## ROWS
------------------------------------------------------------

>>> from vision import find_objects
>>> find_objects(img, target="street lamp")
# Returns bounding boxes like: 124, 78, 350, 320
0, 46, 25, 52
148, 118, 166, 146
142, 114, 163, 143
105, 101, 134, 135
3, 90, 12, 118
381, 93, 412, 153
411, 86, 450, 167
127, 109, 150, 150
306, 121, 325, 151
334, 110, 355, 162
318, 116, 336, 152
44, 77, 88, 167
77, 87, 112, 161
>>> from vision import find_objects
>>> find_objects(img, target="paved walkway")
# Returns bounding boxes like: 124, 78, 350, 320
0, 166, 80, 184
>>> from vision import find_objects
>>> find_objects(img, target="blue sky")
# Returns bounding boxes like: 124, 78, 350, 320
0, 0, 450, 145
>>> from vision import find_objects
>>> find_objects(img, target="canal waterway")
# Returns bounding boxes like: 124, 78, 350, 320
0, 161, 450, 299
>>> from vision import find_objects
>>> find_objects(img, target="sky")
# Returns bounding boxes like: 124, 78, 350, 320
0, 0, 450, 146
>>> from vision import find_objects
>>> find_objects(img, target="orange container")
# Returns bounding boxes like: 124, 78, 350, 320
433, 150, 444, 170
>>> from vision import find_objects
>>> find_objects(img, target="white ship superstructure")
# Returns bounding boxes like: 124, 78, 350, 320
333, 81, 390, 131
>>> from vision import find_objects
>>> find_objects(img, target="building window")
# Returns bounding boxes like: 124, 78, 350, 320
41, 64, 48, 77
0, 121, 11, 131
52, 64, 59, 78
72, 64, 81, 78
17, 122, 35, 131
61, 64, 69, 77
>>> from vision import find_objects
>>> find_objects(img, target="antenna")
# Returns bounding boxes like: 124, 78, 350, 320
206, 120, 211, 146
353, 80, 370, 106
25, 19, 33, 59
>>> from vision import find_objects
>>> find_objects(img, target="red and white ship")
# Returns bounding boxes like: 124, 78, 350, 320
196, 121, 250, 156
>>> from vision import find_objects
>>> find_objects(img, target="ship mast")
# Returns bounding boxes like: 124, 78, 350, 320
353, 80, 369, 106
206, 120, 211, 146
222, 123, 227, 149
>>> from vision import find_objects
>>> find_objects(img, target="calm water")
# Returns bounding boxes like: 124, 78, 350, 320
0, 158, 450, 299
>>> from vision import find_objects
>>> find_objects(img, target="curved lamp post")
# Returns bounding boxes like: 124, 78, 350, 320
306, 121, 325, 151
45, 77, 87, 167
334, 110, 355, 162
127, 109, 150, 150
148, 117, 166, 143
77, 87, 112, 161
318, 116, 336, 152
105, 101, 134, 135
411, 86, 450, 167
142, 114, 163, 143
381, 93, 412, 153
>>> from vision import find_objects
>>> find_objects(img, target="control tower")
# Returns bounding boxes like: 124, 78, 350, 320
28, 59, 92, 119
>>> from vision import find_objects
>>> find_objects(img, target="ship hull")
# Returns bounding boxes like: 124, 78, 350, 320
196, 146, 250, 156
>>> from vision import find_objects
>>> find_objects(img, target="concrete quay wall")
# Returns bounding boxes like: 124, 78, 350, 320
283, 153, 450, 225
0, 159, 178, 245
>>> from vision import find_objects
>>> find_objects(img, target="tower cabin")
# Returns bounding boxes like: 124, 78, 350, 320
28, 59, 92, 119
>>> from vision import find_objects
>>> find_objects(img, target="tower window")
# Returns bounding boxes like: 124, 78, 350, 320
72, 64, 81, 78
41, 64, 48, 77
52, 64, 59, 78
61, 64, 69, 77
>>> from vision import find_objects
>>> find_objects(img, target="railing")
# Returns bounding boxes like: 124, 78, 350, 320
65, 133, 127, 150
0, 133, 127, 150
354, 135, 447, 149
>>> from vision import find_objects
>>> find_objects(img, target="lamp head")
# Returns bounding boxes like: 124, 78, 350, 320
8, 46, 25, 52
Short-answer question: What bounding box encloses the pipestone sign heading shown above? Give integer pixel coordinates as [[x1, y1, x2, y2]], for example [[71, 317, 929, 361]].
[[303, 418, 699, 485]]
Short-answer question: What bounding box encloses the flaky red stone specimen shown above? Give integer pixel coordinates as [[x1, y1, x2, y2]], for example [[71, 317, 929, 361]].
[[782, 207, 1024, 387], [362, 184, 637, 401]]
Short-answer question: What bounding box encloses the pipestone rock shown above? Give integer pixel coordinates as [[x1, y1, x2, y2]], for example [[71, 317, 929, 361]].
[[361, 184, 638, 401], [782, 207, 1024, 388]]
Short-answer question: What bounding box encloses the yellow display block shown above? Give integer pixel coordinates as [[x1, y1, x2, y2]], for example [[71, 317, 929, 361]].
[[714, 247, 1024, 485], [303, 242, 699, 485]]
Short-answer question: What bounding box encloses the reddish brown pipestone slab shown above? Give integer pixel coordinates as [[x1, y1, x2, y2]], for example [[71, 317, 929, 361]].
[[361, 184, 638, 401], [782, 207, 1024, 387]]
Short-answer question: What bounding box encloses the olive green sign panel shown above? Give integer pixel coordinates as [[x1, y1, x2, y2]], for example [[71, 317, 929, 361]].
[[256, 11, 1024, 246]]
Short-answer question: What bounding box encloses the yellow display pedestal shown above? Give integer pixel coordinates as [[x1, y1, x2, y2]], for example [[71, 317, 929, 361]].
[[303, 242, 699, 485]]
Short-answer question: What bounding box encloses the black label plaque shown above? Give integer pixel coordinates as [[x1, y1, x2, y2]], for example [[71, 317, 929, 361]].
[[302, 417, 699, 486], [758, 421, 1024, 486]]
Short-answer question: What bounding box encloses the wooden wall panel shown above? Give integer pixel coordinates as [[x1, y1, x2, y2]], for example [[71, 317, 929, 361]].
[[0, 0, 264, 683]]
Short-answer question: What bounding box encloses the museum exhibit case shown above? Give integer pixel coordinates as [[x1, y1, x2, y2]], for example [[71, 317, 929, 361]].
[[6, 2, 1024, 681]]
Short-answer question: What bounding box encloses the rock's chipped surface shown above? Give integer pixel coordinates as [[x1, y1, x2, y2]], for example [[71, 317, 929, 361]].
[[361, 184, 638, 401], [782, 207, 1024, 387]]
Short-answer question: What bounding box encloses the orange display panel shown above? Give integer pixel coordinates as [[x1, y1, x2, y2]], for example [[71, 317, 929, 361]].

------------------------------------------------------------

## AIM OF THE TASK
Can you return every one of the lines above, from first to last, with no character changed?

## REPLY TO THE TASK
>>> from vision import find_objects
>>> find_objects(img, target="street lamp")
# Returns bounding boxes like: 124, 78, 350, 320
0, 46, 25, 52
148, 118, 166, 146
142, 114, 163, 143
105, 101, 134, 135
3, 90, 12, 118
381, 93, 412, 153
411, 86, 450, 167
127, 109, 150, 150
306, 121, 325, 151
334, 110, 355, 162
318, 116, 336, 152
44, 77, 88, 167
77, 87, 112, 161
>>> from vision import find_objects
>>> find_objects(img, target="paved walkway")
# Returns bounding boxes like: 124, 78, 350, 320
0, 166, 80, 184
>>> from vision import find_objects
>>> find_objects(img, target="blue sky")
# Returns bounding boxes like: 124, 78, 350, 320
0, 0, 450, 145
>>> from vision import find_objects
>>> find_objects(img, target="canal waterway")
# Returns bounding boxes like: 124, 78, 350, 320
0, 161, 450, 299
>>> from vision import find_objects
>>> find_objects(img, target="sky")
# Returns bounding boxes like: 124, 78, 350, 320
0, 0, 450, 146
>>> from vision import find_objects
>>> find_objects(img, target="orange container")
# Returns bounding boxes like: 124, 78, 350, 320
433, 150, 444, 170
>>> from vision import find_objects
>>> find_objects(img, target="white ship superstructure")
# Returns bounding boxes like: 124, 78, 350, 320
333, 81, 390, 131
>>> from vision import find_objects
>>> find_objects(img, target="building window")
# Returns bounding boxes like: 124, 78, 350, 320
41, 64, 48, 77
0, 121, 11, 131
52, 64, 59, 78
72, 64, 81, 78
17, 122, 35, 131
61, 64, 69, 77
>>> from vision import find_objects
>>> find_objects(img, target="antenna")
# Returns bounding boxes like: 124, 78, 350, 320
206, 120, 211, 146
353, 80, 370, 106
25, 19, 33, 59
>>> from vision import find_objects
>>> find_objects(img, target="red and white ship")
# Returns bounding boxes like: 124, 78, 350, 320
196, 121, 250, 156
>>> from vision import find_objects
>>> find_objects(img, target="ship mast")
# Returns bounding boxes like: 124, 78, 350, 320
353, 80, 369, 106
206, 120, 211, 146
222, 123, 227, 149
>>> from vision import find_objects
>>> find_objects(img, target="calm water")
# Returns bounding boxes like: 124, 78, 350, 320
0, 158, 450, 299
>>> from vision import find_objects
>>> find_objects(img, target="curved lamp post")
# Returns bounding boxes like: 124, 78, 350, 320
306, 121, 325, 151
45, 77, 87, 167
334, 110, 355, 162
127, 109, 150, 150
148, 117, 166, 143
77, 87, 112, 161
318, 116, 336, 152
105, 101, 134, 135
411, 86, 450, 167
142, 114, 163, 143
381, 93, 412, 153
>>> from vision import find_objects
>>> find_objects(img, target="control tower")
# Returns bounding boxes like: 124, 78, 350, 320
28, 59, 92, 119
>>> from vision import find_objects
>>> find_objects(img, target="ship hull")
# Returns bounding boxes like: 124, 78, 350, 320
196, 146, 250, 156
>>> from vision import find_objects
>>> find_objects(img, target="concrete quay wall")
# Returns bounding boxes like: 124, 78, 350, 320
283, 153, 450, 225
0, 159, 178, 245
>>> from vision import find_objects
>>> find_objects(img, target="tower cabin")
# Returns bounding boxes like: 124, 78, 350, 320
28, 59, 92, 119
>>> from vision import find_objects
>>> find_objects(img, target="tower window")
# Returns bounding boxes like: 124, 78, 350, 320
72, 64, 81, 78
41, 64, 48, 77
52, 64, 59, 78
61, 64, 69, 77
>>> from vision import find_objects
>>> find_objects(img, target="railing")
# Returns bounding boxes like: 124, 78, 350, 320
65, 133, 127, 150
0, 133, 127, 150
354, 135, 447, 149
>>> from vision import find_objects
>>> find_objects(img, target="lamp head")
# Returns bounding boxes like: 124, 78, 350, 320
8, 46, 25, 52
Short-answer question: What bounding box encloses the pipestone sign heading shown above? Give integer pixel coordinates as [[x1, y1, x2, y2]], for example [[71, 317, 929, 361]].
[[303, 418, 699, 485]]
Short-answer question: What bounding box encloses the flaky red stone specimen shown above? Give integer pixel coordinates as [[x1, y1, x2, y2]], for example [[71, 317, 929, 361]].
[[782, 207, 1024, 387], [362, 184, 637, 401]]
Short-answer question: What bounding box encloses the pipestone rock shown above? Give integer pixel coordinates as [[x1, y1, x2, y2]], for example [[71, 317, 929, 361]].
[[361, 184, 638, 401], [782, 207, 1024, 388]]
Short-answer question: What bounding box encloses the yellow display block shown above? Give integer pixel coordinates as [[x1, y1, x2, y2]], for example [[71, 317, 929, 361]].
[[714, 247, 1024, 485], [303, 242, 699, 485]]
Short-answer question: What bounding box encloses the reddish brown pipestone slab shown above? Give integer pixel coordinates as [[x1, y1, x2, y2]], for example [[71, 317, 929, 361]].
[[361, 184, 638, 401], [782, 207, 1024, 387]]
Short-answer question: What bounding box encloses the olive green sign panel shown above? Give integer pixel coordinates as [[x1, y1, x2, y2]], for example [[71, 317, 929, 361]].
[[256, 11, 1024, 246]]
Short-answer question: What bounding box encloses the yellow display pedestal shown above? Give integer pixel coordinates as [[x1, y1, x2, y2]], for example [[71, 317, 929, 361]].
[[303, 242, 699, 485]]
Short-answer question: What bounding box encloses the black label plaque shown above? Give integer pixel coordinates as [[x1, y1, x2, y2]], for example [[71, 317, 929, 361]].
[[302, 417, 699, 486], [758, 421, 1024, 486]]
Short-answer question: What bounding box encloses the wooden wall panel shown above? Give integer pixel coordinates as [[x1, y1, x2, y2]], for example [[71, 317, 929, 361]].
[[0, 0, 264, 683]]
Short-answer question: What bounding box encloses the museum exhibit case shown above? Give integer pixel coordinates as [[x1, y1, x2, y2]], for example [[71, 317, 929, 361]].
[[6, 2, 1024, 681]]
Short-answer question: What bounding box encloses the rock's chipped surface shown above? Give integer pixel coordinates as [[x1, y1, x2, y2]], for example [[71, 317, 929, 361]].
[[361, 184, 638, 401], [782, 207, 1024, 387]]
Short-answer question: What bounding box encloses the orange display panel shown above? Give integer pixel coordinates as [[x1, y1, x2, y2]], for example [[71, 317, 929, 361]].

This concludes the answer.